- **Teks Latihan**:
————————

Tata kelola ekonomi dunia ke depan diprediksi akan jauh lebih terbuka pasca 20 negara sepakat membentuk G-20 di Pittsburg, AS akhir September 2009. Di satu sisi banyak pihak menggadang-gadang lahirnya G-20 akan membawa kebangkitan dunia perdagangan dan investasi untuk mengembalikan pertumbuhan ekonomi global . Sementara di sisi lain, kelahirannya juga merupakan pengakuan atas kegagalan tata kelola ekonomi dunia di bawah G-8 (yang akan tetap eksis walau fokusnya ke depan non ekonomi).
G-20 akan menggantikan peran ekonomi G-8, menyumbang 90 persen terhadap produk domestik bruto dunia, sekitar 60 triliun dollar AS. Terdiri dari AS, EU27, Jepang, China, Jerman, Prancis, Inggris, Italia, Brazil, Kanada, India, Rusia, Meksiko, Australia, Korea, Turki, Indonesia, Argentia, Arab Saudi, dan Afrika Selatan, G-20 diharapkan akan mengubah elite dunia, yang sebelumnya didominasi negara-negara kaya menjadi kelompok elite dengan kombinasi negara kaya dan negara berkembang dengan prospek cerah serta egara-negara kaya. Diharapkan banyak pihak, G-20 mampu mendorong peluncuran sebuah kebijakan multilateral.

————————

- **Bahan Olahan**:
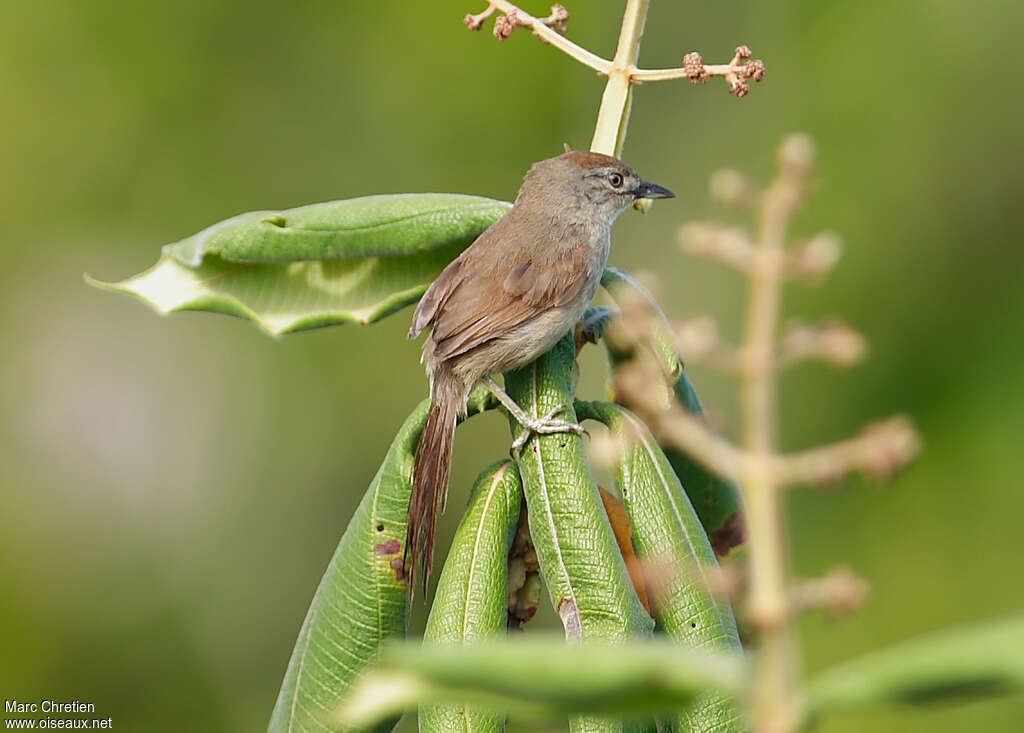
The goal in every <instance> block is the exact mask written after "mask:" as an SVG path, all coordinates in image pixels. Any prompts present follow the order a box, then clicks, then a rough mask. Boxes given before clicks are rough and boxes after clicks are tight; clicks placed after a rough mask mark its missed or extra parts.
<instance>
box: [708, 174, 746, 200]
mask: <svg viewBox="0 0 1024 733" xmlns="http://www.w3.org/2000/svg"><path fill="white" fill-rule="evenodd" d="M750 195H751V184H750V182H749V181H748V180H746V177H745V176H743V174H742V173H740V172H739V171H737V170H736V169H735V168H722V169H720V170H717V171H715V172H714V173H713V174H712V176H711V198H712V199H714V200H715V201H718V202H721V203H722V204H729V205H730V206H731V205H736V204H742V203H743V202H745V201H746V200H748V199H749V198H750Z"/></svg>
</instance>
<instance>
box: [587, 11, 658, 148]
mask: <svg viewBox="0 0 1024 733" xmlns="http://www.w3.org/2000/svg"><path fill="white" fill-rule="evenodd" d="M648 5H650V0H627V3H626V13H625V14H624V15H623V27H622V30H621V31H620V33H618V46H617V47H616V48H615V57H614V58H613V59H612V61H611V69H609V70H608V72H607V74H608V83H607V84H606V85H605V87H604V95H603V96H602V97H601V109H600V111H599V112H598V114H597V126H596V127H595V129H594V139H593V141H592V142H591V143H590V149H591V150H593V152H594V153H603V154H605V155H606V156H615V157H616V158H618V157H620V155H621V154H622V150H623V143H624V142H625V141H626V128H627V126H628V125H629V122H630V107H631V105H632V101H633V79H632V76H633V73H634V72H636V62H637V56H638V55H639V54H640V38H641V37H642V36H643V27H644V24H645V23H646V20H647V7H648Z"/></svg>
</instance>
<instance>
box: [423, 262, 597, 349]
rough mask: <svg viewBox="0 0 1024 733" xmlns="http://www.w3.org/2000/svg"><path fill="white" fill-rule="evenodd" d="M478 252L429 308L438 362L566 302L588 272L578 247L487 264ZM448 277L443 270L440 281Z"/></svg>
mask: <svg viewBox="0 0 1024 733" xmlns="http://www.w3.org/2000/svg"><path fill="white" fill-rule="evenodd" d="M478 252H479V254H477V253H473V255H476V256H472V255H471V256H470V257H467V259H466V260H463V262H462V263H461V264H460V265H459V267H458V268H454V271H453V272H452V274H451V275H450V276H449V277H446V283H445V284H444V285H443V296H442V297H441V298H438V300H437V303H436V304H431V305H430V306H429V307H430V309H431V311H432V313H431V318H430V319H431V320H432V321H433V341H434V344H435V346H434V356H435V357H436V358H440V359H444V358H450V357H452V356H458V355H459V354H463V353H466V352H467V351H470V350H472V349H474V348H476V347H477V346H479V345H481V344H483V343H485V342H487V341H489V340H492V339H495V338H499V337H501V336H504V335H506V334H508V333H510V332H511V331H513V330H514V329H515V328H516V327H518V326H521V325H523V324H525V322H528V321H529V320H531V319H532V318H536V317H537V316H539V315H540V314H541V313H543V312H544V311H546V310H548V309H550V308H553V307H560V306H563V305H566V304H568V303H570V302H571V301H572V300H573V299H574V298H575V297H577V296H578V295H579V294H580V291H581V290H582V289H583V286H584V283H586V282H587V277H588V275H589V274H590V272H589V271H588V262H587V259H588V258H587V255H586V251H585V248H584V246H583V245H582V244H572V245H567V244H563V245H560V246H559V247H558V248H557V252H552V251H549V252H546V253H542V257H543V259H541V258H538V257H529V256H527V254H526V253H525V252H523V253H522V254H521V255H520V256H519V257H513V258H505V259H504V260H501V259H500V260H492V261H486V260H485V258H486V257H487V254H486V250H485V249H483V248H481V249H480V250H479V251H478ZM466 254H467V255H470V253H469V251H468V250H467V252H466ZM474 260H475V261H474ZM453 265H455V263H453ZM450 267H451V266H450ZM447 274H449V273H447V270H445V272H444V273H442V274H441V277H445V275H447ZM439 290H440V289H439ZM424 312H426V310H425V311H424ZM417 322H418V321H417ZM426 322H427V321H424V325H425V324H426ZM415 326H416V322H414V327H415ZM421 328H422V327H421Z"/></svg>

————————

- **Ketentuan Tugas**:
(A) Tentukan apakah setiap pernyataan berikut sesuai dengan teks latihan, jawab ya atau tidak, lalu kutip kata-kata penentunya dari teks latihan tanpa diubah: (i) G-20 dibentuk di Pittsburg pada akhir September 2009; (ii) G-8 akan dibubarkan setelah G-20 lahir; (iii) G-20 menyumbang 90 persen terhadap produk domestik bruto dunia.
(B) Tolong salin baris-baris catatan persis sama, mulai dari awal catatan dan berhenti setelah baris yang memuat "box: [708, 174, 746, 200]". Jangan sertakan gambar dalam jawaban.

- **Hasil Latihan**:
(A)
(i) Ya: "20 negara sepakat membentuk G-20 di Pittsburg, AS akhir September 2009"
(ii) Tidak: "yang akan tetap eksis walau fokusnya ke depan non ekonomi"
(iii) Ya: "menyumbang 90 persen terhadap produk domestik bruto dunia"

(B)
The goal in every <instance> block is the exact mask written after "mask:" as an SVG path, all coordinates in image pixels. Any prompts present follow the order a box, then clicks, then a rough mask. Boxes given before clicks are rough and boxes after clicks are tight; clicks placed after a rough mask mark its missed or extra parts.
<instance>
box: [708, 174, 746, 200]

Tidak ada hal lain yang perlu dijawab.